**QUESTIONS DE COMPRÉHENSION**
A - Répondez aux questions suivantes d'après le texte sur le choc pétrolier.
(i) À quel cours le baril de pétrole brut est-il tombé à New York le lundi 20 avril ?
(ii) En quelle année le baril de brut new-yorkais a-t-il été créé ?
(iii) Quelle fonction Corinne Le Quéré occupe-t-elle ?
B - Poursuivez le texte sur le choc pétrolier à la suite de sa dernière phrase.

**TEXTE**

• • •

Le Covid-19 provoquait un choc pétrolier entre mars et avril. Le monde d’après va-t-il apprendre à s’affranchir de l’or noir ? Nous avons posé la question à la climatologue Corinne Le Quéré et à l’économiste Joseph Stiglitz.
Extraits.
C’est un "petit virus" qui a mis l’industrie pétrolière à genoux. Lundi 20 avril, à New-York, le cours du baril de pétrole brut (159 litres) tombait à -37,63 dollars. Du jamais vu : le baril de brut new-yorkais n'était jamais tombé sous le seuil des 10 dollars depuis sa création en 1983.
Derrière ce prix négatif aberrant, un mécanisme économique très simple : le ralentissement de l'économie mondiale a drastiquement fait chuter la demande d’or noir, mais la production, elle, n’a pas suivi.
Quelles conséquences ces deux crises – sanitaire et pétrolière – peuvent-elles avoir sur notre dépendance aux énergies fossiles ? Et, plus largement, sur notre modèle de production ?
We Demain s’est entretenu avec Corinne Le Quéré, présidente du Haut-Conseil pour le climat, et Joseph Stiglitz, Prix Nobel d’économie 2001.
We Demain : Quel impact cette chute du prix du pétrole pourrait-elle avoir sur les politiques de relance ?

• • •

**EXTRAITS DU LISTING**
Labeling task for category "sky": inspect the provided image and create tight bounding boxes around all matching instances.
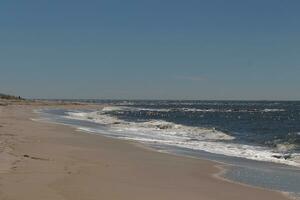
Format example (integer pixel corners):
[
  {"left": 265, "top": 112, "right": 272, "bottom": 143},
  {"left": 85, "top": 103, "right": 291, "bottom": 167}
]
[{"left": 0, "top": 0, "right": 300, "bottom": 100}]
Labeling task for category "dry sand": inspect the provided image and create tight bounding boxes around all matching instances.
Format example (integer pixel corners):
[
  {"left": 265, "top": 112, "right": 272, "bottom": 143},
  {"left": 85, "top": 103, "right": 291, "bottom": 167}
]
[{"left": 0, "top": 104, "right": 287, "bottom": 200}]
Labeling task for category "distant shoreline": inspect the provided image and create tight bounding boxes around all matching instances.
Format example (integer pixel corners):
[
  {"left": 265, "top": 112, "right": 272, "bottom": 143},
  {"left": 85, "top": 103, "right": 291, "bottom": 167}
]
[{"left": 0, "top": 101, "right": 287, "bottom": 200}]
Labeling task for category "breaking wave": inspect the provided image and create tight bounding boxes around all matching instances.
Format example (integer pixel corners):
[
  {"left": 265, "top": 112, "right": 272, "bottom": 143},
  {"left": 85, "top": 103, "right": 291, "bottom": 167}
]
[{"left": 66, "top": 106, "right": 300, "bottom": 166}]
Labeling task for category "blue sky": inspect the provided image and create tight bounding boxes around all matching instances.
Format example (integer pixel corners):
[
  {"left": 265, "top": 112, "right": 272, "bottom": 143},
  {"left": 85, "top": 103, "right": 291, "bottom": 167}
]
[{"left": 0, "top": 0, "right": 300, "bottom": 100}]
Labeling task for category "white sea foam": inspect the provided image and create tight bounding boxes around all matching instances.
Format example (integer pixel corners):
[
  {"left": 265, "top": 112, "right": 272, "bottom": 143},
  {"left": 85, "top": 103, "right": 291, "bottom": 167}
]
[
  {"left": 67, "top": 107, "right": 300, "bottom": 166},
  {"left": 99, "top": 106, "right": 285, "bottom": 113}
]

• • •

**RÉPONSES PAR TÂCHE**
A -
(i) -37,63 dollars
(ii) 1983
(iii) Présidente du Haut-Conseil pour le climat

B -
Corinne Le Quéré : Ce faible prix a trois inconvénients pour la transition : il rend les énergies renouvelables moins compétitives ; il peut accroître les émissions "importées" de la France, en raisonde laforte incitation à consommer pour les pays dont les émissions ne sont pas limitées par des engagements ; il masque les difficultés structurelles du secteur pétrolier et donc l’enjeu de sécurité énergétique pour la France. Car s’il faut réduire les émissions nationales de GES, il faut aussi réduire le plus rapidement possible notre dépendance au pétrole et au gaz. Cela doit être intégré aux mesures de relance, en dépit du bas prix du pétrole.
Pour le moment, ce prix faible permet de reconvertir les exemptions fiscales et autres subventions aux énergies fossiles. Et il souligne l’urgence d’établir un prix plancher au système européen d’échange de quotas carbone, pour que le signal prix ne s’écroule pas durant la crise.
Cette crise sanitaire dramatique ne va-t-elle pas nous obliger à repenser le capitalisme ?
Joseph Stiglitz : Elle va nous faire profondément réfléchir à notre modèle. Dans tous les pays capitalistes, nous allons devoir prendre conscience de notre grave sous-estimation de l’importance du rôle de l’État, des services publics, de l’action collective, de l’aspect protecteur de la communauté, de notre dépendance à la recherche, des dispositions de la santé pour tous, de la lutte commune contre le changement climatique.
Nous allons devoir réfléchir à la profonde décomposition du capitalisme. Trop égoïste, trop obsédé par le marché et le profit à court terme, trop dépendant du monde des actionnaires, trop inégal. On a besoin de perspectives plus sociales, plus collectives, et inévitablement de plus fortes régulations, tant financières qu’écologiques.
On le voit aujourd’hui, le capitalisme tel qu’il a évolué ne fonctionne plus. C’est criant dans le domaine environnemental, avec toutes ces compagnies pétrolières qui causent d’énormes dégâts écologiques sur la planète et dans les océans, sans cesser d’amasser les profits, alors que le fardeau des risques et des nuisances est à supporter par le public.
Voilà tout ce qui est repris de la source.